As a result ${\widehat{{\sigma }^{+}}}^{c_{\mathrm{x},\mathrm{v}}^{+}({\mathrm{\Phi }}_k^{s+1})}.{\widehat{{\sigma }^{-}}}^{c_{\mathrm{x},\mathrm{v}}^{-}({\mathrm{\Phi }}_k^{s+1})}\le {(\widehat{{\sigma }^{+}})}^{m_t}$. Hence,

$$\begin{gathered} {\mathbb{E}}_{{\mathrm{\Pi }}^{s+1}(\mathrm{x})}\left[\log ({\mathrm{\Pi }}^{s+1}(\mathrm{x}))+c_{\mathrm{x},\mathrm{x}}^{+}({\mathrm{\Phi }}_k^{s+1})\log (\widehat{{\sigma }^{+}})\right]- \\ {\mathbb{E}}_{{\mathrm{\Pi }}^{s+1}(\mathrm{x})}\left[\log \left(\sum _{\text{v}\in \mathcal{V}}{\mathrm{\Pi }}^{s+1}(\text{v}).{\widehat{{\sigma }^{+}}}^{c_{\mathrm{x},\mathrm{v}}^{+}({\mathrm{\Phi }}_k^{s+1})}.{\widehat{{\sigma }^{-}}}^{c_{\mathrm{x},\mathrm{v}}^{-}({\mathrm{\Phi }}_k^{s+1})}\right)\right]\ge \\ {\mathbb{E}}_{{\mathrm{\Pi }}^{s+1}(\mathrm{x})}\left[\log ({\mathrm{\Pi }}^{s+1}(\mathrm{x}))+c_{\mathrm{x},\mathrm{x}}^{+}({\mathrm{\Phi }}_k^{s+1})\log (\widehat{{\sigma }^{+}})\right]- \\ {\mathbb{E}}_{{\mathrm{\Pi }}^{s+1}(\mathrm{x})}\left[\log \left({(\widehat{{\sigma }^{+}})}^{m_t}\right)\right]. \end{gathered}$$ (21)

Note that in (21), the only term that is a function of ${\mathrm{\Phi }}_k^{s+1}$ is $c_{\mathrm{x},\mathrm{x}}^{+}({\mathrm{\Phi }}_k^{s+1})$; therefore, from (19),

$${\widehat{\mathrm{\Phi }}}_k^{s+1}\approx \arg \underset{{}_{{\mathrm{\Phi }}_k^{s+1}}}{\max }Q={\mathbb{E}}_{{\mathrm{\Pi }}^{s+1}(\mathrm{x})}\left[c_{\mathrm{x},\mathrm{x}}^{+}({\mathrm{\Phi }}_k^{s+1})\log (\widehat{{\sigma }^{+}})\right]$$ (22)

C. Combinatorial Optimization

The approximated objective function defined in (22) is a modular and monotonic set function $Q:2^{2^{\mathcal{V}}}\to ℝ$; therefore its computationally efficient global optimization is guaranteed [27]. For definitions and proof please see appendix A.

RECORDS SUPPLIED:
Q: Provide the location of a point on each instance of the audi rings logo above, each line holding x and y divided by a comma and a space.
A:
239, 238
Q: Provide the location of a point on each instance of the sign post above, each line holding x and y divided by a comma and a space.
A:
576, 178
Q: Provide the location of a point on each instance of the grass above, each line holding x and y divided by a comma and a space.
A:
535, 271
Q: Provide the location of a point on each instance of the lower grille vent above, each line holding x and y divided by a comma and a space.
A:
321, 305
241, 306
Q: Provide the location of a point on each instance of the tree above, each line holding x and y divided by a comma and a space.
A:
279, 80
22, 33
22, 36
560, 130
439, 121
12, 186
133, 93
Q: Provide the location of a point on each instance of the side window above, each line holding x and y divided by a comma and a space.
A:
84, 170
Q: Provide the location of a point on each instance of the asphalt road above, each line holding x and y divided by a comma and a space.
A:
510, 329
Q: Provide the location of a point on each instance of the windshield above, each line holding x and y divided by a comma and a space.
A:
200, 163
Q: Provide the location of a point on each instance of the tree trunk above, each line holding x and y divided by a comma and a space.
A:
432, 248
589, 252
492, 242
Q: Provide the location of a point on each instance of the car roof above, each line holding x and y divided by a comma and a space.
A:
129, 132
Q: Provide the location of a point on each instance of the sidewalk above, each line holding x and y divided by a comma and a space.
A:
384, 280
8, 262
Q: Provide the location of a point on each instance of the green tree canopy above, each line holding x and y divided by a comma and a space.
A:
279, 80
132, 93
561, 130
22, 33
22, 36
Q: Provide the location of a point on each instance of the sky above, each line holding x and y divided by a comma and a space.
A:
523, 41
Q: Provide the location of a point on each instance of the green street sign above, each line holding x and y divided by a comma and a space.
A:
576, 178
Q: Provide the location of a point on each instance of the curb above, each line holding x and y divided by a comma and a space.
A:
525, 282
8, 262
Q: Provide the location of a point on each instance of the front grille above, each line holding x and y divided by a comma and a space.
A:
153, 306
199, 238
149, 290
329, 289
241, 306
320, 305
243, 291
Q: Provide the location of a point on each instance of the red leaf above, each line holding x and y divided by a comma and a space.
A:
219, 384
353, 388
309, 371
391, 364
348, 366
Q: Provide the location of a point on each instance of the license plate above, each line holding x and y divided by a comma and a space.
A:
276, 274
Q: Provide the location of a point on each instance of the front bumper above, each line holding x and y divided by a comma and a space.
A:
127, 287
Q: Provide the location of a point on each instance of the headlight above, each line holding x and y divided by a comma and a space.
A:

TO DO:
a: In the optimization derivation, what kind of set function is the approximated objective function defined in (22)?
b: Continue the optimization derivation from where it stops.

RESPONSE LIST:
a: A modular and monotonic set function.

b:
It has previously been shown that a deterministic greedy algorithm can provide a good approximation of the optimal solution for an NP-hard optimization problem with submodular and monotone objective functions within a guaranteed bound relative to the optimal solution. Moreover, the greedy algorithm attains the optimal solution when the objective is a modular monotone set function [27].

For a fixed number of trials, N_t, in each sequence, deterministic greedy algorithm is described in Algorithm 1. This algorithm provides the global solution to the optimization problem defined in (22)

Algorithm 1:

Greedy algorithm for maximization of Q

IV. Experimental Results

In this study, we used EEG data collected from 12 healthy individuals according to an IRB approved protocol for an earlier study [19]. The data was acquired from 16 EEG locations: Fp1, Fp2, F3, F4, Fz, Fc1, Fc2, Cz, P1, P2, C1, C2, Cp3, Cp4, P5 and P6 according to the International 10/20 configuration. To record the data we utilized a g.USBamp bio-signal amplifier at a sampling rate of 256Hz with active g.Butterfly electrodes. Each user performed three calibration sessions, one for each presentation paradigm (RCP, SCP, RSVP), with 150ms intertrial-interval (ITI)². A calibration session consisted of 100 sequences of 10 trials containing 1 target symbol, and prior to each sequence the designated target character is displayed. These data sets were used to obtain model parameters used in Monte-Carlo simulations.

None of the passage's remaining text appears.